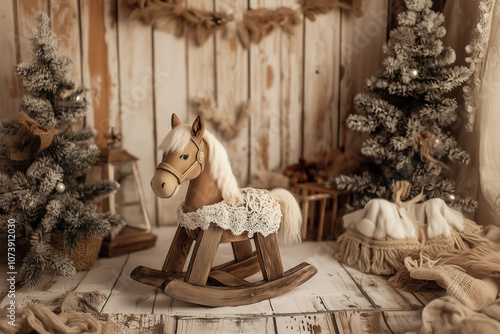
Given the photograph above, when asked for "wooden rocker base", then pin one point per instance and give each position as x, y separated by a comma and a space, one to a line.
216, 296
223, 285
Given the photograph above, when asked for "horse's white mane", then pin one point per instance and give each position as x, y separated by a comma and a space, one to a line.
177, 141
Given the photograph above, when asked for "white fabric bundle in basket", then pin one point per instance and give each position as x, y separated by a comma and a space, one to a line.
379, 236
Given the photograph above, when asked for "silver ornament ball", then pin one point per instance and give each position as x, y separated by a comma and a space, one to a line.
60, 187
413, 73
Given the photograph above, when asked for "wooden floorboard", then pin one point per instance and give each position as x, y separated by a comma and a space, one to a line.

=== Assignment ===
Write the entries out again exactly as they appear, with the pictures omitted.

=== Task response ===
Given the photograph above, when asked for "wooden rocker base", then pin one point per instance and give each position as x, y separated by a comma and a space, one to a line.
216, 296
223, 285
Given the photograph above, when asked for "horse's white mane", then pin one point per instance and give each position as x, y separated by a comma and a space, one to a line.
177, 141
Given the photograph above, when asked for "white fabric bundle in basket", then pin one point per instance and give each position as x, y separated by a comma and a space, one to a line.
379, 236
Given the photograph above, when asked for "silver ornament ball", then pin one point per instance and give each position as x, y separated by a comma and a space, one to a line.
60, 187
413, 73
Given the photograph above, when asked for "wooden floorboard", then pin one point per instance and give each position as x, y separated by a comma and a space, one to a line.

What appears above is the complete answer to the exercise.